··· DOCUMENT TEXT ···

This toxic ideology was on full display in the chaotic theater of blame that followed his death. The President’s reaction was a masterclass in the authoritarian impulse. After a perfunctory call for unity, he immediately pivoted to vow a “crack down on the ‘radical left,'” promising to “find each and every one of those who contributed to this atrocity and to other political violence,” including unspecified “organizations.” Let us be clear about what this is: a threat. The ultimate loser here is likely to be free speech. The President is not upset that a man was killed; he is upset that his worldview is being challenged. He believes his opinions are perfect and dissent is a form of treason. Now, he is signaling his intent to use the violence that took a supporter’s life as a pretext for curbing the constitutional right to disagree with him.
This strategy of partisan weaponization devolved into an even uglier shouting match on the floor of the House of Representatives. A moment of silence for Kirk was shattered when Democrats, responding to a Republican call for prayer, shouted, “What about the kids in Colorado?” The raw, instinctual id of the MAGA movement was then laid bare when Representative Anna Paulina Luna, a former employee of Kirk’s, turned to her Democratic colleagues and screamed, “You caused this!”
This rush to assign blame, to convert tragedy into partisan ammunition before a single fact about the killer’s motive is known, is now the standard political playbook. But amidst all this blame and performative grief, an uncomfortable truth hangs in the air, a truth spoken by Charlie Kirk himself. In a 2023 podcast, Kirk argued that the deaths of school children, while tragic, were a necessary price to pay, that they were “worth it” in order to “Uphold the right of the 2nd Amendment.”
This is the core of the matter, the central hypocrisy that the entire political right and a complicit center refuse to acknowledge. Charlie Kirk was not a victim of the “radical left,” as his allies immediately claimed; he was a victim of the very political ideology he championed. The same political failure that allows a troubled teen to bring a handgun into a Colorado high school is the one that allowed an assassin to bring a long rifle to a Utah university. The violence that took Kirk’s life is not a separate category from the violence that takes the lives of children; it is a distinction without a difference. The people who tell us that political violence is never the answer are the political descendants of those who urged Franklin D. Roosevelt to stay out of “Europe’s war,” failing to recognize that the threat was already here, and that inaction was a choice with deadly consequences.

The statistics are a grim testament to our political choices. So far this year, 167 children between the ages of 0 and 11 have been killed by guns, and another 350 have been injured. For teens aged 12 to 17, the numbers are 707 killed and 1,994 injured. These children are victims of a political choice to prioritize unfettered gun access over public safety. Charlie Kirk died from the exact same political choice. If they are victims of the 2nd Amendment, then so was he.
The real tragedy of yesterday is not just the two shootings, but our collective, politically enforced inability to see them as two symptoms of the same disease: a political system that has decided, either through active policy or willful neglect, that a certain level of bloodshed is simply the cost of doing business in America.

··· LISTED ENTRIES ···

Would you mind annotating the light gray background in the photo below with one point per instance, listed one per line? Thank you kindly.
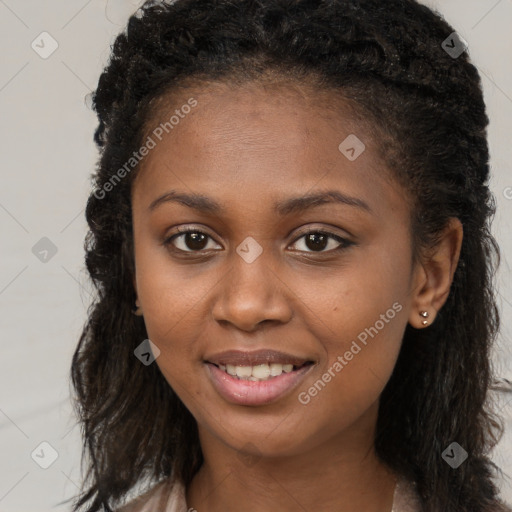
(47, 155)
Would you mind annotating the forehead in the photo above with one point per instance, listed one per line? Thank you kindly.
(254, 138)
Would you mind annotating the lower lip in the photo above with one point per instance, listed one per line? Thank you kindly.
(248, 392)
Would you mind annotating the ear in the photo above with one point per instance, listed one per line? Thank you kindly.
(138, 310)
(434, 276)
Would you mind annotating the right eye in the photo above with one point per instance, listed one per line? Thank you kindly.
(190, 240)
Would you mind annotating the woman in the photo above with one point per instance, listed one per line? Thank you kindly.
(289, 235)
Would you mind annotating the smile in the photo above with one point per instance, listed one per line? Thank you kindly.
(256, 378)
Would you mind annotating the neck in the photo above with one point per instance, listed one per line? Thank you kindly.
(342, 474)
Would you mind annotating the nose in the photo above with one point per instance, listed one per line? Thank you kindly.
(252, 294)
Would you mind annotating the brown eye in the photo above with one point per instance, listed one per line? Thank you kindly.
(318, 241)
(191, 240)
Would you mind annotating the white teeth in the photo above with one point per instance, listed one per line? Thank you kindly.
(243, 371)
(262, 371)
(258, 372)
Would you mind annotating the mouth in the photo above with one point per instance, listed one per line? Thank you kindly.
(256, 378)
(260, 372)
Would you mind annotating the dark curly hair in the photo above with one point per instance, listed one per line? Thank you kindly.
(429, 120)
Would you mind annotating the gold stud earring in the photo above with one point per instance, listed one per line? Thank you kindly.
(136, 310)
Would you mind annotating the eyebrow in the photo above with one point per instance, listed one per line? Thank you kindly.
(205, 204)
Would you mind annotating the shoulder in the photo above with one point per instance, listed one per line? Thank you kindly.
(166, 496)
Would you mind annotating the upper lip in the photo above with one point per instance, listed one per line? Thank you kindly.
(254, 358)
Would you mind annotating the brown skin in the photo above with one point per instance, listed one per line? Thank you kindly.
(248, 147)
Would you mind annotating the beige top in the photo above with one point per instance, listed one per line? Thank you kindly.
(165, 497)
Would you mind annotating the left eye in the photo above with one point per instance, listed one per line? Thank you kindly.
(319, 241)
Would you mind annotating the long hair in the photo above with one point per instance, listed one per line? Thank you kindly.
(429, 121)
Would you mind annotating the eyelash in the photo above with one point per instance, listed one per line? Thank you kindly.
(344, 243)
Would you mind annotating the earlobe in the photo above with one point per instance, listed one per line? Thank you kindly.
(437, 276)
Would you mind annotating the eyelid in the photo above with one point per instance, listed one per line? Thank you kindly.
(342, 240)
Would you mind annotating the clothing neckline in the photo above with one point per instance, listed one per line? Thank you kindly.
(170, 496)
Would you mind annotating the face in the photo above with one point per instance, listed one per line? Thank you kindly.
(262, 245)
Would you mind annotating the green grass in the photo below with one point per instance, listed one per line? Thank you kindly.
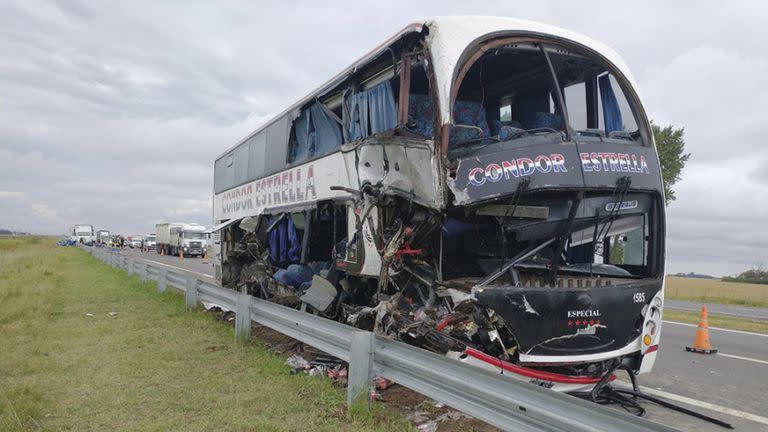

···

● **EXERCISE TASKS**:
a) In the opinion piece, how many teens aged 12 to 17 have been killed by guns so far this year?
b) Rewrite the part of the opinion piece that opens with the words "The statistics are" and closes with "business in America.", putting "illness" in place of "disease".

● **TASK-BY-TASK OUTPUTS**:
a) 707

b)
The statistics are a grim testament to our political choices. So far this year, 167 children between the ages of 0 and 11 have been killed by guns, and another 350 have been injured. For teens aged 12 to 17, the numbers are 707 killed and 1,994 injured. These children are victims of a political choice to prioritize unfettered gun access over public safety. Charlie Kirk died from the exact same political choice. If they are victims of the 2nd Amendment, then so was he.
The real tragedy of yesterday is not just the two shootings, but our collective, politically enforced inability to see them as two symptoms of the same illness: a political system that has decided, either through active policy or willful neglect, that a certain level of bloodshed is simply the cost of doing business in America.